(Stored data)
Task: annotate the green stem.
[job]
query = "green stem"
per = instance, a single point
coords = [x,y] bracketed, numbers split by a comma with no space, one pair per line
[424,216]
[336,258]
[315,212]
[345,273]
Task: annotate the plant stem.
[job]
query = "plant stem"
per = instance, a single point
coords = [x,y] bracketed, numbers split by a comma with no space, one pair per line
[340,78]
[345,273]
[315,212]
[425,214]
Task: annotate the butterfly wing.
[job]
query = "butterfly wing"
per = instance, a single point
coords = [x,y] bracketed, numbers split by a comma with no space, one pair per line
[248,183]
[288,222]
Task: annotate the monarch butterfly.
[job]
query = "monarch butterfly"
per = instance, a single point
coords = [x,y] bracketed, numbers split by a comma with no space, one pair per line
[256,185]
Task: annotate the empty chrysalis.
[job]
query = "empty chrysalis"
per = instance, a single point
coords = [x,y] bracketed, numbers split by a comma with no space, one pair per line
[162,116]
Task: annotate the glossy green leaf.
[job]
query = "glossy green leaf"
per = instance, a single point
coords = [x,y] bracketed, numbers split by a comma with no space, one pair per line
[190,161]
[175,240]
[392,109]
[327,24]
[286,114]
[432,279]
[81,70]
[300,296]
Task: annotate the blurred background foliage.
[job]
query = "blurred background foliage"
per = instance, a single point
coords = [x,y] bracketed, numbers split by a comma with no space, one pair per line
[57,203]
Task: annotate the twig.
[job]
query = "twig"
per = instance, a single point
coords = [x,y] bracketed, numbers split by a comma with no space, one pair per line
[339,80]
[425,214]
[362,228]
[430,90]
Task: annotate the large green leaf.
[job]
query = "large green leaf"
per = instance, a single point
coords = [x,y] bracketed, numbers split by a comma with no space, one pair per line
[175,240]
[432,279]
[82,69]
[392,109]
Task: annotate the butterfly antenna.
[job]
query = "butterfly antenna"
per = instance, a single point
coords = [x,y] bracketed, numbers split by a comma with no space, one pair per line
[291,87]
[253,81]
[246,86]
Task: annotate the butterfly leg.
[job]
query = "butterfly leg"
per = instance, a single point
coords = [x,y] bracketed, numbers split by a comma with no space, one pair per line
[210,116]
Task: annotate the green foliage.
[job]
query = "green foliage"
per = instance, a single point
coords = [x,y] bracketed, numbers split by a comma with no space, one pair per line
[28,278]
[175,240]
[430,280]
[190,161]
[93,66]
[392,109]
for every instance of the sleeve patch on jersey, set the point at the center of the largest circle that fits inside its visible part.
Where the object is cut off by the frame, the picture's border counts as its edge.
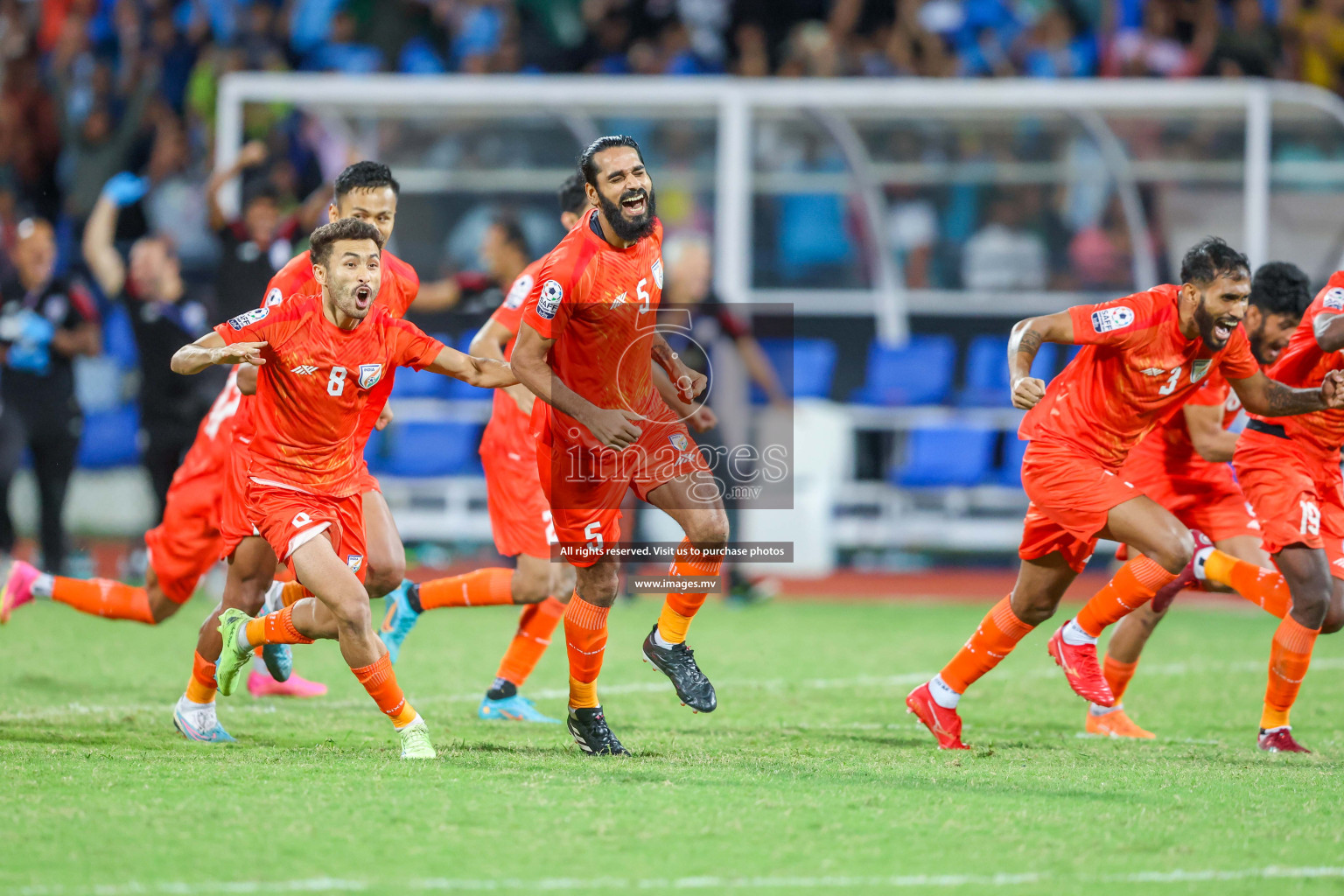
(248, 318)
(516, 296)
(1112, 318)
(549, 301)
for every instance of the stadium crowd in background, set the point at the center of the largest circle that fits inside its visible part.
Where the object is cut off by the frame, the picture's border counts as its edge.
(109, 103)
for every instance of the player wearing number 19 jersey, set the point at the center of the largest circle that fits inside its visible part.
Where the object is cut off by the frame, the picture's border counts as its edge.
(588, 336)
(1143, 358)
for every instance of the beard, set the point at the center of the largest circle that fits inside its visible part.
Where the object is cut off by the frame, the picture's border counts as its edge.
(628, 228)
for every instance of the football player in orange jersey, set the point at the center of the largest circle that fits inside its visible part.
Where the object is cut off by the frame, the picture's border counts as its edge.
(584, 346)
(1143, 358)
(365, 191)
(1183, 465)
(323, 359)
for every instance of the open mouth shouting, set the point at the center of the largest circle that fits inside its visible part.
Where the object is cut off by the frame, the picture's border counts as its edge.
(363, 296)
(634, 203)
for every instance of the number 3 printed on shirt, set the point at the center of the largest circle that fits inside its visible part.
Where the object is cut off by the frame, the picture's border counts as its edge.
(1171, 383)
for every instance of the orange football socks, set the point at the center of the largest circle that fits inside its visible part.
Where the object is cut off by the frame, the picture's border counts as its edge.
(584, 640)
(478, 589)
(1288, 660)
(998, 634)
(1133, 586)
(534, 633)
(680, 606)
(102, 598)
(275, 627)
(1266, 589)
(381, 682)
(200, 687)
(1118, 675)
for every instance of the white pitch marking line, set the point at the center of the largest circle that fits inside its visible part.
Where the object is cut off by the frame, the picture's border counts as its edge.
(709, 881)
(903, 680)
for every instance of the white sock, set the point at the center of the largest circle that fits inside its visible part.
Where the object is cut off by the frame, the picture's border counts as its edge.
(942, 693)
(1074, 635)
(1200, 559)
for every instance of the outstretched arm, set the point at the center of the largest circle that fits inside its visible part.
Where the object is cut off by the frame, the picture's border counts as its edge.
(1023, 343)
(1270, 398)
(489, 341)
(613, 427)
(211, 349)
(1211, 441)
(486, 373)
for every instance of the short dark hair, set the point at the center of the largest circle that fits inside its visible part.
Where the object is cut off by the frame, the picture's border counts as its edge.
(320, 243)
(366, 175)
(571, 195)
(1281, 288)
(589, 170)
(1211, 258)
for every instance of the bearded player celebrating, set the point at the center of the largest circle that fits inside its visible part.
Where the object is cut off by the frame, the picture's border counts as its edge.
(584, 348)
(321, 359)
(1183, 465)
(1081, 431)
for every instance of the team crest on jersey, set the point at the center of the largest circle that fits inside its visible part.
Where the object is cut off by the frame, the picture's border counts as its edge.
(518, 294)
(368, 375)
(248, 318)
(549, 301)
(1112, 318)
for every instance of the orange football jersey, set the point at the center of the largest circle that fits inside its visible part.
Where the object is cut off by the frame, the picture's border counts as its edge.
(511, 427)
(1136, 368)
(599, 305)
(1303, 364)
(316, 386)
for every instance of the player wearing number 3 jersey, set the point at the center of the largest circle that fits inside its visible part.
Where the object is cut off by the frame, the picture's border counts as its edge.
(1143, 358)
(321, 360)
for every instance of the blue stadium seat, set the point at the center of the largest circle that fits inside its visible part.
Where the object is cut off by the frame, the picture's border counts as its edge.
(1013, 451)
(804, 366)
(915, 374)
(433, 448)
(110, 438)
(987, 371)
(947, 457)
(423, 383)
(118, 339)
(458, 389)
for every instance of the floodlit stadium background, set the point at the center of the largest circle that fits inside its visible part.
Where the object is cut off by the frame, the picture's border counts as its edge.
(903, 222)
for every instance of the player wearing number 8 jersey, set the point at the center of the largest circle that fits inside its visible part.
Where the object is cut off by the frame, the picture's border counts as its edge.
(1143, 358)
(321, 360)
(588, 335)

Written request =
Rename "instance" to "occurrence" throughout all of these lines and keep everything else unchanged. Leave the pictures out of your answer.

Correct output =
Task: annotate the green stem.
[job]
query = "green stem"
per = occurrence, a single point
coords = [x,y] bracketed, numbers split by a comma with no space, one pair per line
[424,216]
[336,258]
[315,212]
[345,273]
Task: annotate the plant stem.
[job]
query = "plant stem"
per = occurrence, a single point
coords = [x,y] bracketed, numbers split by a comma with no space, one pair per line
[340,78]
[345,273]
[315,212]
[425,214]
Task: annotate the butterfly wing.
[job]
query = "butterfly wing"
per = occurrence, a single point
coords = [x,y] bracketed, numbers split by a comma with no space, one pair per line
[248,183]
[288,222]
Task: annotate the monarch butterfly.
[job]
query = "monarch butterfly"
per = occurrence, a single point
coords = [x,y] bracketed, numbers split by a comma with no space, one pair per line
[256,185]
Task: annotate the empty chrysalis.
[job]
query = "empty chrysalis"
per = occurrence, a single point
coords = [x,y] bracketed, numbers split by a comma with no space, one pair per line
[162,116]
Task: annotate the glossy green leaf.
[job]
query = "glossy green leaf"
per = occurrence, a single point
coords = [x,y] bracketed, numbers split by a comma with no space, one pair per line
[190,161]
[175,240]
[392,109]
[327,24]
[286,114]
[432,279]
[81,70]
[300,296]
Task: annotate the blurred background foliage.
[job]
query = "blurred background foliage"
per = occurrence, a single point
coords = [x,y] bracketed, numbers split by a comma with no space, one pair per line
[57,203]
Task: annotate the twig.
[job]
query = "twig"
per = occurrence, a single point
coords = [x,y] bracketed, numbers split by a comma with no space, one pair per line
[339,80]
[425,214]
[362,228]
[430,90]
Task: annotate the large green leaf.
[job]
query = "large green leaf"
per = occurrence, a single point
coords = [x,y] bracketed, numbers split by a comma with no space, one pair per line
[175,240]
[432,279]
[82,69]
[392,109]
Task: annotate the butterfly antenna.
[job]
query = "butterfly antenna"
per = occurrence, a single point
coords = [x,y] bracketed, numbers split by a comma with no space, one pair per line
[291,87]
[253,81]
[246,86]
Task: annotate the butterfly leg.
[job]
query = "butterfly leg"
per = occurrence, a single point
coords = [x,y] bracketed, numbers split by a comma with no space, one pair per line
[210,116]
Task: annotate the green foliage.
[job]
query = "green foliage"
per = occurrence, a single point
coords = [x,y] bracketed, numbers split by a comma with no space, one pair per line
[28,278]
[175,240]
[430,280]
[190,161]
[93,66]
[392,109]
for every occurrence of the sleeve patch on jersey, set the point at the center of the largest circle that fits inside its visible part.
Where the object is cut off by the frame, the picture's border counts as its edge.
(248, 318)
(516, 296)
(1112, 318)
(549, 301)
for every occurrence of the stadium crowd in background, set the point at the center of the largest circle that fits inside its visible part.
Where the object is cut off by the frame, the picture's border counts as its edge.
(109, 103)
for every occurrence of the player wearing number 19 jersey, set the point at the center of the largest circle that fits inside its visible part.
Where the object is cut off by the frame, the picture's border counts as its edge.
(588, 336)
(1143, 358)
for every occurrence of the beard, set the point at the center of the largest circle that fits inside its visible part.
Where the object is cut off by the frame, the picture's border counts as its edge.
(628, 228)
for every occurrence of the football player in orange jersey, set the point at the center of the largest circle that fits inside its visible part.
Where the object is cut off by the frame, the picture's border counts as its edge.
(584, 346)
(1143, 358)
(365, 191)
(1183, 465)
(323, 359)
for every occurrence of the open mouth shouting, set the point at the center of the largest circle that fits inside its visible part.
Where the object is cut off by the frame, the picture's border counts as its edge.
(363, 296)
(634, 203)
for every occurrence of the number 3 printed on shirt, set the point at the center of the largest circle that fits inside its visible part.
Where the object is cut off by the frame, the picture's border counts as its edge.
(1171, 383)
for every occurrence of the orange football socks, set the point at the center of the largest circle that fits inside its visible part.
Where the object is cut off by the frame, the picture's border counts as its edge.
(584, 640)
(478, 589)
(1288, 660)
(998, 634)
(1133, 586)
(534, 633)
(680, 606)
(102, 598)
(275, 627)
(1266, 589)
(381, 682)
(200, 687)
(1118, 675)
for every occurrence of the white pitch marking line, set the point at the center of the largest circle that fits inside its visible part.
Where the object is cut off by the frame, the picture's border counts as its edge.
(709, 881)
(903, 680)
for every occurrence of the white sock, set the point at the center of the largest circle that fits inside its visible part.
Where the object is cut off by the frame, the picture's border counts as its edge.
(942, 693)
(1074, 635)
(1200, 559)
for every occurrence of the outstretched arm, set the point at the center of the largest circle that fits inside its visible part.
Where the object is cut off by the frame, the picture's border counts as its edge.
(1023, 343)
(1270, 398)
(489, 341)
(613, 427)
(211, 349)
(1211, 441)
(486, 373)
for every occurrence of the short dark hair, set the point at the center of the largest circle that fits inside its visible part.
Where the object is cut off by the frame, the picture's border counts as its edge.
(320, 243)
(366, 175)
(571, 195)
(1281, 288)
(589, 170)
(1211, 258)
for every occurrence of the bearded player celebrating, set the point at the center of the largest circle that fits inside its visible part.
Where the object is cut off by the frame, the picture's border counts as its edge.
(584, 348)
(321, 359)
(1183, 465)
(1081, 431)
for every occurrence of the team crest on jersey, set the point at the center of the largest circle that fits inside its visible part.
Where the object is cut off by the frame, the picture's border counts as its edge.
(518, 294)
(368, 375)
(248, 318)
(549, 301)
(1112, 318)
for every occurrence of the orange football jersey, set the point at the center of the largest circle that fits inside its visible part.
Where the object is cut off by the frame, the picture's border counts as its edge.
(511, 427)
(1136, 368)
(599, 305)
(1303, 364)
(316, 386)
for every occurrence of the player wearing number 3 jersey, set the point at the center of the largest circle that fits inside its visible part.
Where the object is cut off by the frame, the picture's border counts as its edge.
(1143, 358)
(321, 360)
for every occurrence of the blue stadium seat, set the point at the center of the largest circle that fits inside its visible part.
Where the object is cut off by the frame, the picture's border counts as its edge.
(1013, 451)
(804, 366)
(915, 374)
(433, 448)
(110, 438)
(987, 371)
(947, 457)
(423, 383)
(118, 339)
(458, 389)
for every occurrence of the floodlit stadium background, set the point at the center of the largest circle that fits inside its visible part.
Where the object is cut off by the frame, the picture's border counts as its edge.
(903, 222)
for every occurrence of the player wearing number 8 jersey, set the point at the center of the largest circle that fits inside its visible part.
Where the object is cut off by the frame, the picture's border counts as its edge.
(1143, 358)
(321, 360)
(588, 335)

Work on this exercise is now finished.